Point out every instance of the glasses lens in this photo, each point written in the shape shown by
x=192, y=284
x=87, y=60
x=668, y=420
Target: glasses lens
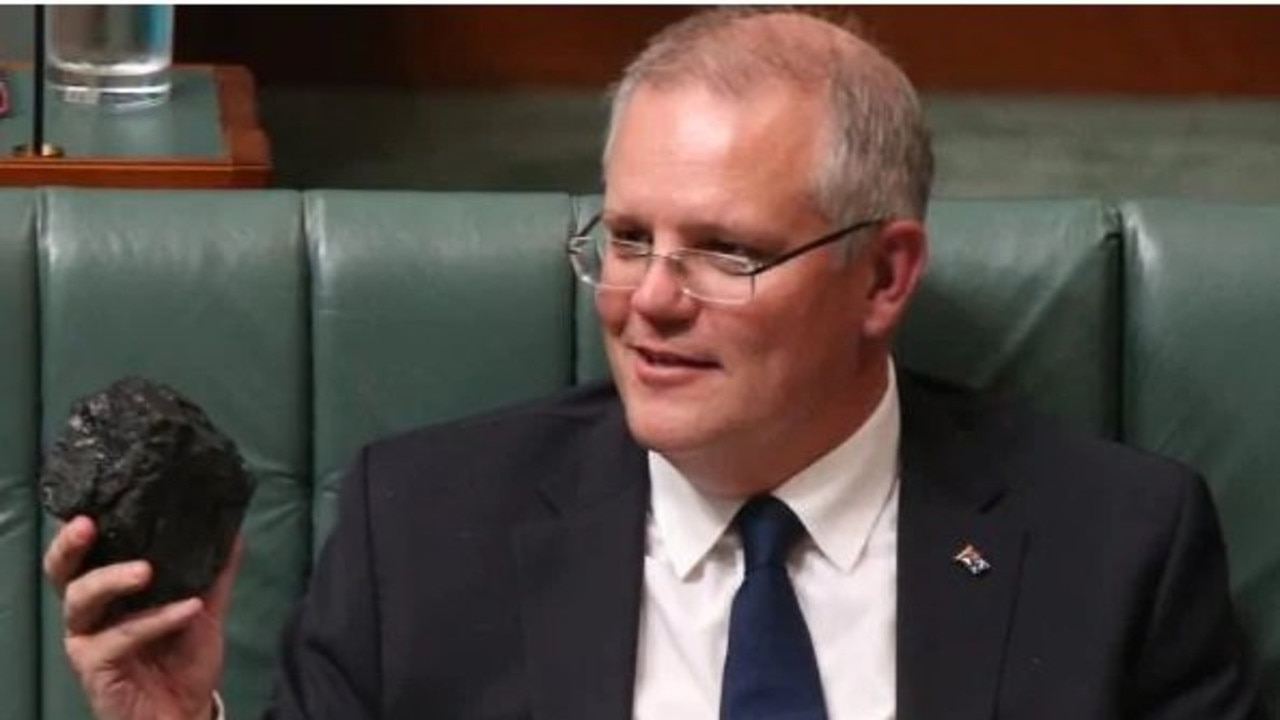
x=717, y=278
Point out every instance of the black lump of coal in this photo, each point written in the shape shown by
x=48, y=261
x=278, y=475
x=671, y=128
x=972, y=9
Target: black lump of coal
x=158, y=478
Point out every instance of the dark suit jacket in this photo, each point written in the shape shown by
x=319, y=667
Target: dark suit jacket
x=492, y=569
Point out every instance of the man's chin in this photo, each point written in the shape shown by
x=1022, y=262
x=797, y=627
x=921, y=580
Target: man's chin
x=667, y=429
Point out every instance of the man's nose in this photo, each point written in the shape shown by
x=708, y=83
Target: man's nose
x=661, y=290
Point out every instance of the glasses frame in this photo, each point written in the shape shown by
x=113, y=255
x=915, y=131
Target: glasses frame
x=581, y=240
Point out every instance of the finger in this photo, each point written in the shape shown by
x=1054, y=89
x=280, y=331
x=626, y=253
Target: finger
x=90, y=595
x=131, y=634
x=67, y=551
x=219, y=597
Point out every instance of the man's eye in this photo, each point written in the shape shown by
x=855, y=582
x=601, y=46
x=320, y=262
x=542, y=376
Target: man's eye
x=732, y=250
x=621, y=247
x=730, y=264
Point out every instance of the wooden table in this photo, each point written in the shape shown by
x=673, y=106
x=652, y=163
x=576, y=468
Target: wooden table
x=206, y=136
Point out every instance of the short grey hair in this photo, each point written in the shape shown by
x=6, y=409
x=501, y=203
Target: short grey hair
x=877, y=159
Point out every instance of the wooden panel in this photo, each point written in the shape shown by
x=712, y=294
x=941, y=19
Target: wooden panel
x=247, y=162
x=1016, y=49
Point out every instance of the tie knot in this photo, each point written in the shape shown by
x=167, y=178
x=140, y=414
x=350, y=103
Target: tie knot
x=768, y=529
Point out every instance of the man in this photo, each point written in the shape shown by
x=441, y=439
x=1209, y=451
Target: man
x=764, y=518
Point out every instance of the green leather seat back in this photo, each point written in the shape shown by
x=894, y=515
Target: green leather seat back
x=206, y=292
x=19, y=541
x=589, y=361
x=1201, y=378
x=429, y=308
x=1020, y=297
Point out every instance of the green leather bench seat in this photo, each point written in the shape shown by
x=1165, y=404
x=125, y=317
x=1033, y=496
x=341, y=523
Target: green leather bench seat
x=311, y=323
x=1022, y=299
x=206, y=292
x=19, y=382
x=1201, y=377
x=430, y=308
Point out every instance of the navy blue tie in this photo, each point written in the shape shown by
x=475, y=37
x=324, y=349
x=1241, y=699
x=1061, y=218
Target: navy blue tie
x=771, y=671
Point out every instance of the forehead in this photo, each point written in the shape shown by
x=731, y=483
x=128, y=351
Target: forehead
x=689, y=151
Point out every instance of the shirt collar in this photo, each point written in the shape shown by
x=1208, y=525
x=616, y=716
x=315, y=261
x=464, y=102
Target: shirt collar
x=837, y=497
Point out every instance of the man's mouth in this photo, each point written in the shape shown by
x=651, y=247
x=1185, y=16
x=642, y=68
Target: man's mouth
x=666, y=359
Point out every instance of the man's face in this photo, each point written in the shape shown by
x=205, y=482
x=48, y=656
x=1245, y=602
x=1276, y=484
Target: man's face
x=693, y=169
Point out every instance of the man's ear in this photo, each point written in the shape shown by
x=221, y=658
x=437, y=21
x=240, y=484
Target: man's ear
x=896, y=260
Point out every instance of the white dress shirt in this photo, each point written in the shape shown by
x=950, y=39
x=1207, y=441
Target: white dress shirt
x=845, y=575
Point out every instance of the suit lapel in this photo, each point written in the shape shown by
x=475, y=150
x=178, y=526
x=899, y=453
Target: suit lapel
x=580, y=582
x=952, y=624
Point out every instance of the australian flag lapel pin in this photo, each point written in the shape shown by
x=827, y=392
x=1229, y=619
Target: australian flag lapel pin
x=972, y=560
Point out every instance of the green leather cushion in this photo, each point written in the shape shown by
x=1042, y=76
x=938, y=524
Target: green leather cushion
x=428, y=308
x=206, y=292
x=18, y=516
x=1020, y=297
x=1202, y=358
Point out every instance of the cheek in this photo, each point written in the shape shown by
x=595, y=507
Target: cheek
x=612, y=309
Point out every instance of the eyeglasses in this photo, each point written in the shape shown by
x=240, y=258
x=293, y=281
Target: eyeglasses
x=618, y=263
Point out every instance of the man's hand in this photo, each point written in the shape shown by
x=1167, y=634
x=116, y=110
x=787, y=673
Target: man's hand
x=159, y=664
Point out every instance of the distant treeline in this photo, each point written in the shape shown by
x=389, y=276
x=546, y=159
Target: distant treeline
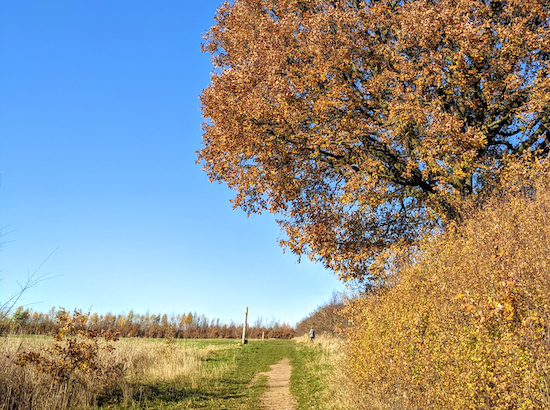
x=188, y=326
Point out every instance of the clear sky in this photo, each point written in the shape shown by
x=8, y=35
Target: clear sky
x=99, y=124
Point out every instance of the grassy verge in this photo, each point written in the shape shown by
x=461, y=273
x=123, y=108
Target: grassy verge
x=221, y=381
x=179, y=374
x=315, y=374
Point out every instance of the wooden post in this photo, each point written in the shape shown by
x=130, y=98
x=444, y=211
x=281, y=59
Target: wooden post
x=244, y=324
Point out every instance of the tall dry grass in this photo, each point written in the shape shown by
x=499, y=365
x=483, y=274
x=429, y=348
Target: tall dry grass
x=146, y=363
x=467, y=324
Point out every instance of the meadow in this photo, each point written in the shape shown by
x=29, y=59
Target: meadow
x=172, y=374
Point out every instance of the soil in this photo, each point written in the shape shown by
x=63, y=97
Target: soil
x=277, y=395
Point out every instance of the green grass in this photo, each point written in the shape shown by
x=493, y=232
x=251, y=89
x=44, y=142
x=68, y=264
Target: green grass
x=230, y=390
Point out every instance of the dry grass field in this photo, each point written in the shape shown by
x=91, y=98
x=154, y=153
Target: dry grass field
x=174, y=373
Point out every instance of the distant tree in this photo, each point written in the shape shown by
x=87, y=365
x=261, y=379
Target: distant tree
x=362, y=122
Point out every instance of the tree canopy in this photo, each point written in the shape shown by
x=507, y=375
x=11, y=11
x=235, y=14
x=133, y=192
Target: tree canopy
x=360, y=123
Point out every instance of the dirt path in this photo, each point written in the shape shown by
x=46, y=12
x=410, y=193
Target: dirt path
x=277, y=396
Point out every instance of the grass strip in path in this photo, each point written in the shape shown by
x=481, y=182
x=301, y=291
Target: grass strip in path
x=225, y=390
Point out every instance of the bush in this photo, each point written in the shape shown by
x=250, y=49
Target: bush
x=326, y=319
x=467, y=324
x=76, y=371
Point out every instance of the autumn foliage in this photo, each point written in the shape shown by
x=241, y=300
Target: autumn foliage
x=181, y=326
x=467, y=324
x=361, y=123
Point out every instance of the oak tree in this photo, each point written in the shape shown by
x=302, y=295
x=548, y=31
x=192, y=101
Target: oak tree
x=360, y=123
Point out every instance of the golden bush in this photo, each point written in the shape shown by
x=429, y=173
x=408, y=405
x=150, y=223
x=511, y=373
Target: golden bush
x=466, y=324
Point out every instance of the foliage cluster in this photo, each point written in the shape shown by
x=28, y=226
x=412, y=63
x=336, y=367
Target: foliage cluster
x=77, y=369
x=363, y=123
x=187, y=326
x=328, y=318
x=467, y=323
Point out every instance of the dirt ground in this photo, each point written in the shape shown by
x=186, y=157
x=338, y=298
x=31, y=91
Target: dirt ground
x=277, y=396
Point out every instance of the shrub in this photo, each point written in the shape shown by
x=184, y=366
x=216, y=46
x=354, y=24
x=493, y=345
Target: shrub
x=75, y=361
x=467, y=323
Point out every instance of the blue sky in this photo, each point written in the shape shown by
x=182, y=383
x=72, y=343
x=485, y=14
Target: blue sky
x=99, y=124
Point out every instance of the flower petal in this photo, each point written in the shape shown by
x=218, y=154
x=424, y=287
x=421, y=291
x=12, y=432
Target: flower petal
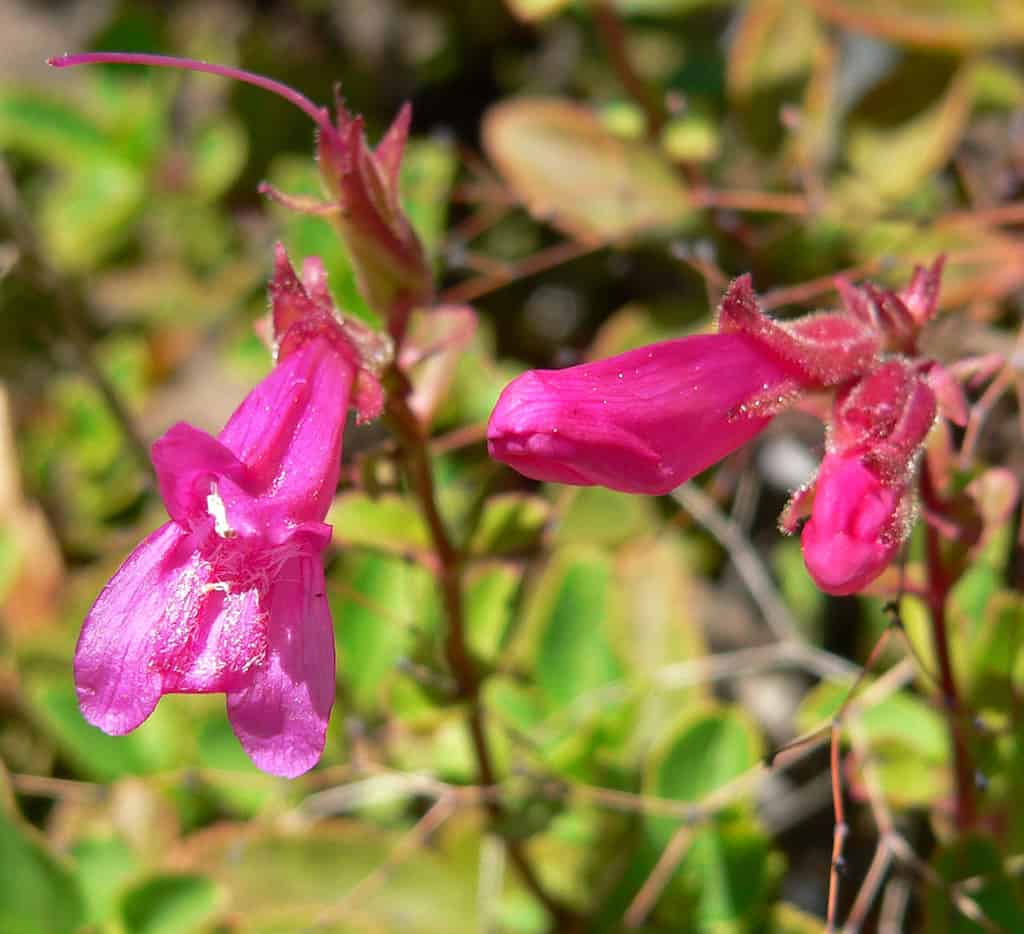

Task requirements:
Only the lines from the beginning of the records through the line bearing "Point out every instance of the dark" belong in the answer, copied word for word with pictures left out.

Solved problem:
Point out every instance of the glasses lens in this photo, each point written in the shape shown by
x=192, y=284
x=87, y=60
x=668, y=420
Target: glasses lens
x=717, y=278
Point out every instance of the black lump of coal in this photo, each point written in the shape shown by
x=48, y=261
x=278, y=475
x=671, y=128
x=972, y=9
Target: black lump of coal
x=158, y=478
Point out every instance of the dark suit jacket in this photo, each point written in the shape shown by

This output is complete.